Владимир Славецкий. ВОЗВРАЩЕНИЕ РЕАЛИЗМА

№ 1995 / 39, 28.05.2015

 

«Малая» проза «Москвы»

 

Сошлись некие знаки и приметы пробуждения жанрового чувства в современной прозе, оживления жанра реалистического рассказа, отодвинутого на время то «крупномасштабными полотнами», то крутыми постмодернистскими коллажами, то эссеистикой – в том числе и малоформатной, но перерастающей в крупноформатную.

Главная же примета – произведения, тексты. В нынешнем году в журналах уже напечатаны рассказы В.Аксёнова, П.Алешковского, В.Бацалёва, В.Белова, А.Болотова, Ю.Буйды, М.Бутова, А.Варламова, М.Варфоломеева, Г.Головина, В.Дёгтева, Ю.Доброскокина, С.Довлатова, С.Долженко, Д.Дурасова, Б.Екимова, С.Каледина, В.Кантора, М.Кострова, В.Крупина, В.Лихоносова, В.Маканина, Е.Носова, О.Павлова, П.Паламарчука, Г.Петрова, Л.Петрушевской, И.Полянской, Е.Попова, М.Попова, В.Распутина, А.Сегеня, А.Скоробогатрва, А.Солженицына, С.Толкачёва, С.Хургина, А.Эппеля и, естественно, многих других.

Любят, видать, писатели рассказ в его «упоении языком и как бы событием жизни». Закавычил я слова толкового писателя Олега Павлова, который утверждал в «Литературной газете», что «русская литература самосохраняется в рассказе, развивая а нём главное – свой жизненный дух и цельность».

Если же говорить об организационном оживлении дела, то вот «Литературная Россия» провела уже два конкурса на лучший короткий рассказ – не без помощи спонсоров, конечно.

Что же за этими внешними знаками, приметами? Какие внутренние ритмы, процессы – жизненные и художественные?

Сейчас и впрямь время минимализма в прозе, короткого повествования, малых дел, время эпизода, случая, лежащего скорее на поверхности жизни, чем в eё глубине. На ходу, на бегу, в погоне за иллюзорным успехом в новой нашей жизни не до того, чтобы романные полотна выстраивать, когда колесо истории вращается быстро, но словно бы и на месте, и не поймёшь, в какую сторону движемся.

(Записи данных)
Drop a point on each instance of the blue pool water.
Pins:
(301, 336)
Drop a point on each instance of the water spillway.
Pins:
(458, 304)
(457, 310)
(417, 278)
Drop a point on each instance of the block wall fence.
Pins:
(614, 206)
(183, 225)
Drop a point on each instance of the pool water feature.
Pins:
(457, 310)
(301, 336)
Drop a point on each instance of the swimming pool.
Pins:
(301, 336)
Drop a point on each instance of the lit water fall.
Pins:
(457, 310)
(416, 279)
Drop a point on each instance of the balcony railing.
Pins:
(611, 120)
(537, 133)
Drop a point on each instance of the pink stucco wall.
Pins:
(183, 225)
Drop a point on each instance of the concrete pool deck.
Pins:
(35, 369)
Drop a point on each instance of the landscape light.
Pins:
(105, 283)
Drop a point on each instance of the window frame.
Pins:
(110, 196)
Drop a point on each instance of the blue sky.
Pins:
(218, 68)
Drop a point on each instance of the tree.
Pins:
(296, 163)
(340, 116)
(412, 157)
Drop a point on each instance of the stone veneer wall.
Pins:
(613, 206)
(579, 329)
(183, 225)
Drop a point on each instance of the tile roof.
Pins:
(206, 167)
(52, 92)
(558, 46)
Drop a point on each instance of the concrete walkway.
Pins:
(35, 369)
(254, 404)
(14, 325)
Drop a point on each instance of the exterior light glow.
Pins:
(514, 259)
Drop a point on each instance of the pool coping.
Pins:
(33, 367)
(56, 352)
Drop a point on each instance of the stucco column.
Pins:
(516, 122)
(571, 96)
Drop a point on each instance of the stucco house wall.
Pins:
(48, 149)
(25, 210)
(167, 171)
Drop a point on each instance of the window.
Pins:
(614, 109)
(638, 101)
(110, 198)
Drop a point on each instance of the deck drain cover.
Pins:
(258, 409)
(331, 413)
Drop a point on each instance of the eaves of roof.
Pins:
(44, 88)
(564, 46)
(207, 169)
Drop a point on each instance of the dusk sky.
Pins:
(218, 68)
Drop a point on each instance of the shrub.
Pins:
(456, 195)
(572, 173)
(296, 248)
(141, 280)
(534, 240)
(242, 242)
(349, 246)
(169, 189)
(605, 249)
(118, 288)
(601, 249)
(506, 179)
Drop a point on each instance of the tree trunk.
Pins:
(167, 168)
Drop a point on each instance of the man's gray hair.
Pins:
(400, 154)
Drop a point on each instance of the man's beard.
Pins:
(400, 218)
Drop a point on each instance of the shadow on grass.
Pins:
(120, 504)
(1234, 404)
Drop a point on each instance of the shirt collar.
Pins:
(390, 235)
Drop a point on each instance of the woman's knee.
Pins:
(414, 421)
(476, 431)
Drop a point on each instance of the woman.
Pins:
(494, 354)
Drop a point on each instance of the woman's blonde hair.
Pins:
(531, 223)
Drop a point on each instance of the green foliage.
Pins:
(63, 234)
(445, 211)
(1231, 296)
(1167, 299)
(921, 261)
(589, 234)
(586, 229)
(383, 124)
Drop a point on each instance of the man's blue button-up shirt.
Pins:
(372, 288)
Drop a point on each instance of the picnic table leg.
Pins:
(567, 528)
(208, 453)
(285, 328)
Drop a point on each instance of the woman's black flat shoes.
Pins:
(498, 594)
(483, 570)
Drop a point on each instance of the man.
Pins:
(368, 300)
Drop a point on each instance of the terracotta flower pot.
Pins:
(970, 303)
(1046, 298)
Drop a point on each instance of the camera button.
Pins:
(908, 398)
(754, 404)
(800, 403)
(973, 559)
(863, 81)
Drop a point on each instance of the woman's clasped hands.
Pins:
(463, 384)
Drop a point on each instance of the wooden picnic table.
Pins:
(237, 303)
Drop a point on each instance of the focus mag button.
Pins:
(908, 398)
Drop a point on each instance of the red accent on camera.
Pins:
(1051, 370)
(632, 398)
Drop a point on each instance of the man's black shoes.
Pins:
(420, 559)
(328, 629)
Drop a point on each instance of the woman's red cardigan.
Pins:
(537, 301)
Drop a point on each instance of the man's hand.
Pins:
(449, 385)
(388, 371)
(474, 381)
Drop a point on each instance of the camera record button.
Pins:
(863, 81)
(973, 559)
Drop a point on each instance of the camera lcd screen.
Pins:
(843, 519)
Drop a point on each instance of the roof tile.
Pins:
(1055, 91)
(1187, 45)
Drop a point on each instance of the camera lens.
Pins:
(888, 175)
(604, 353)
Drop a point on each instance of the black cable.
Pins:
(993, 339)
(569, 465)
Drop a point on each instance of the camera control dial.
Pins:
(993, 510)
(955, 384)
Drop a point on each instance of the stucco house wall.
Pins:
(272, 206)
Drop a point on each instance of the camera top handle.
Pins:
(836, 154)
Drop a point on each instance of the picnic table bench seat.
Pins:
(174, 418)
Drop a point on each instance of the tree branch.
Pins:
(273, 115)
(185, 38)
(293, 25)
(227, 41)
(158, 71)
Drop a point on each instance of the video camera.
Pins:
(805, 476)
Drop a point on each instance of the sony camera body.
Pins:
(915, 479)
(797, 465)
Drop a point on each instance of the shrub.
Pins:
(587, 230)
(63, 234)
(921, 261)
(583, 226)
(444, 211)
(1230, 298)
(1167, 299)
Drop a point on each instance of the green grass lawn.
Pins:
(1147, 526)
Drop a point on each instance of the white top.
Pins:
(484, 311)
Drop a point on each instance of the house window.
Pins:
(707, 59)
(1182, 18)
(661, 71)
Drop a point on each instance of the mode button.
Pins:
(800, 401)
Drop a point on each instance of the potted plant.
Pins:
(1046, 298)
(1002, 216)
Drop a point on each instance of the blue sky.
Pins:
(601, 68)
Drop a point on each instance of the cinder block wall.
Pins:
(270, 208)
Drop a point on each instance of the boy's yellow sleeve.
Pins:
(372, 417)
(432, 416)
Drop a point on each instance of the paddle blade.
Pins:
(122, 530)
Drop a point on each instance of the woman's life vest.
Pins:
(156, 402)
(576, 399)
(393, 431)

ЗАДАНИЯ ДЛЯ ВЫПОЛНЕНИЯ:
(1) Определите, согласуются ли с текстом о возрождении рассказа следующие утверждения. (а) «Литературная Россия» провела три конкурса на лучший короткий рассказ. (б) Слова Олега Павлова приводятся по «Литературной газете». (в) Автор считает нынешнее время временем больших романных полотен. Для каждого утверждения ответьте «да» или «нет» и дословно приведите решающие слова текста.
(2) Продолжите текст о возрождении рассказа, начав сразу после его последнего предложения.

ОТВЕТЫ К ЗАДАНИЯМ:
(1)
(а) Нет: «провела уже два конкурса на лучший короткий рассказ».
(б) Да: «который утверждал в «Литературной газете»».
(в) Нет: «Сейчас и впрямь время минимализма в прозе, короткого повествования».

(2)
Рассказ – жанр мобильный, он, как лёгкая кавалерия, как разведчик в этой самой новой жизни. Так было в 20-е годы, когда «полотна» опережались рассказами М.Булгакова, Е.Замятина, М.Зощенко, Вс.Иванова, В.Каверина, Б.Лавренёва, Л.Леонова, Ю.Олеши, А.Платонова, Б.Пильняка, М.Пришвина, П.Романова, Н.Тихонова, М.Шолохова. Так было и в 60-е, когда пошли рассказы С.Антонова, В.Астафьева, Ю.Казакова, В.Лихоносова, Ю.Нагибина, С.Никитина, Г.Семёнова, А.Солженицына, В.Тендрякова.

Другое дело, что происхождение и характер редукционизма, краткости то есть, бывают разными, один автор берёт случай, даже деталь и, пристально вглядываясь, возводит его (или её) в ранг события, а другой отбирает, очерково спрессовывает несколько, даже много событий до размеров рассказа. Не говоря уже о бесчисленных переходных и смешанных вариантах.

Три новые вещи В.Лихоносова в «Москве» (№ 2) – «переходные» по своей художественной природе. «Тут и поклонился» – путевые заметки о паломничестве в Иерусалим. «Сними проклятие Господи» и «Запонки с гербом» – рассказы-воспоминания о казачестве. Но мы узнаём слегка подзабытый тон поэтичной, избыточно ритмичной лихоносовской прозы. «Прочитаю ли строки в Евангелии в книге Феррара, в записках путешественников увижу ли заголовок стихотворения – всегда теперь, о Гефсиманский сад, вспомню полдень 22 ноября и буду идти к твоим маслинам и смоковницам той же дорогой». Лирическая проза В.Лихоносова говорит о важном, о покаянии и прощении. И ещё – о памяти: не забывайте, помните, не порывайте с тем, что вас может духовно укрепить Не то чтобы В.Лихоносов возлагал слишком большие надежды на действенность своих напоминаний («Но что это я сказал? Кого это сейчас тронет? Прочитает какой-нибудь студент-филолог, а казак и не заметит. И даже в станице Павловской никто не вздохнёт эх, нету с нами Скакунов…»). То есть известная музейность материала очевидна и для автора (!) но в видах всеобщего замирения нации, до которого ещё далеко, для нас важны интонации покаяния и прощения.

Таков, если угодно, исторический фон отсвечивающий на рутину абсурд, идиотизм повседневности, полную рассредоточенность зрения, отсутствие целеполагания и смысла, телеологической направленности хода жизни.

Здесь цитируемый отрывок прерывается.